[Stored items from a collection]
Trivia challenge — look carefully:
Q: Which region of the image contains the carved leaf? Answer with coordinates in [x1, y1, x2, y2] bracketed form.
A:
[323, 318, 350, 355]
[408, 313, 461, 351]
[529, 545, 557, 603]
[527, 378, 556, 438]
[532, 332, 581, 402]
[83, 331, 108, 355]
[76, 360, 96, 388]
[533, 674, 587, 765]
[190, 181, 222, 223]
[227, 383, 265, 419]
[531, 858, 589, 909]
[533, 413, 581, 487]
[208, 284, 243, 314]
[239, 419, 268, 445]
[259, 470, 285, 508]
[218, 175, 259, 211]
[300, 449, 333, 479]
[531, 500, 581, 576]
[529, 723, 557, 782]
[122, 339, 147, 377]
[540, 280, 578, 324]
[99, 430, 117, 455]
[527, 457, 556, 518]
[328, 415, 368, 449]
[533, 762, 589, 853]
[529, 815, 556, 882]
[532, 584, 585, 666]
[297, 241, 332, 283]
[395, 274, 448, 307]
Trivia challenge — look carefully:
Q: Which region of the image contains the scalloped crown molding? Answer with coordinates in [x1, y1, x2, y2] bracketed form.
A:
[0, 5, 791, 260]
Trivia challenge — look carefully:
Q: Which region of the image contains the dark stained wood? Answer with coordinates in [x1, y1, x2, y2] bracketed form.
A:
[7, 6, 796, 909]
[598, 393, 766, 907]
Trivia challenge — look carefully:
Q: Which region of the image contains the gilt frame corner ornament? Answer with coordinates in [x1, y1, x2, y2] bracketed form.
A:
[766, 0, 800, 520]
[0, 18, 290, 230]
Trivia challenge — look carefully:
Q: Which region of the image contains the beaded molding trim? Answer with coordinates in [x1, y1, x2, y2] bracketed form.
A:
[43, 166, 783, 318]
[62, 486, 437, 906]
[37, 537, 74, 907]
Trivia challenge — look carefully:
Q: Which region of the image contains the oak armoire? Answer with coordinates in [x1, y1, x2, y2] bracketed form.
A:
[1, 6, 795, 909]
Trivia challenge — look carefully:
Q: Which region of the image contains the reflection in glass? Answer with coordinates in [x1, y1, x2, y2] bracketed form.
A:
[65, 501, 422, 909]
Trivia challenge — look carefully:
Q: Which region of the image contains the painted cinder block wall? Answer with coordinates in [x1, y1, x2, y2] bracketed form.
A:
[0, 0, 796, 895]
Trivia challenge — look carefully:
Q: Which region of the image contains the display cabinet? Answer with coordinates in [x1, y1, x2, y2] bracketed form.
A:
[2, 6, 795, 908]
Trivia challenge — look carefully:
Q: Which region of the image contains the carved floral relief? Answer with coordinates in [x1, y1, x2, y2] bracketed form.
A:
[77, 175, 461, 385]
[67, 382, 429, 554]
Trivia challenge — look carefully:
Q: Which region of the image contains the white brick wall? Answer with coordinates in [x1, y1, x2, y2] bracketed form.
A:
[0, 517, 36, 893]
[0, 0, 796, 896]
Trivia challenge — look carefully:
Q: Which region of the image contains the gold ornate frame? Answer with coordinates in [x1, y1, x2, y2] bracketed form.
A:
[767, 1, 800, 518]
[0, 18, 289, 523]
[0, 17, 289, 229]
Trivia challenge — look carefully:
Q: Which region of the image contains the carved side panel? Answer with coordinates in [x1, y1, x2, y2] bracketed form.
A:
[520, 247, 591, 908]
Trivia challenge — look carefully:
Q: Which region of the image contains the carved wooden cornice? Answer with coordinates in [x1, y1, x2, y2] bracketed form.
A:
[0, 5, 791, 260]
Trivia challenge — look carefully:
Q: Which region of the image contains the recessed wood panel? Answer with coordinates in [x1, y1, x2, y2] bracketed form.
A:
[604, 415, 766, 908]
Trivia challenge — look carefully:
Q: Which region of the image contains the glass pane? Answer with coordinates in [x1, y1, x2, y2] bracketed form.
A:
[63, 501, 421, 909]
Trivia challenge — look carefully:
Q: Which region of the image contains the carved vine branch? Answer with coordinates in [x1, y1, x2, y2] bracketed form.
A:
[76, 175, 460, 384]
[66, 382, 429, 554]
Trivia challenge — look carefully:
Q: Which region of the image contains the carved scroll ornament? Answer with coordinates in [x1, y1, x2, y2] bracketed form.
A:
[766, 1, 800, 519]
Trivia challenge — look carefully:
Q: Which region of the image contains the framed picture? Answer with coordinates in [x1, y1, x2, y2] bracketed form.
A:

▶ Task directions:
Above are the records; copy every line in them that holds the word "ornament".

▶ Result:
Q: Which region of the image contains the gilt frame corner ornament? Answer with coordinates in [x1, y1, x2, y2] bracketed form.
Q: Which region of the image contains the carved scroll ornament? Answer with coordinates in [x1, y1, x2, y2] bracketed form.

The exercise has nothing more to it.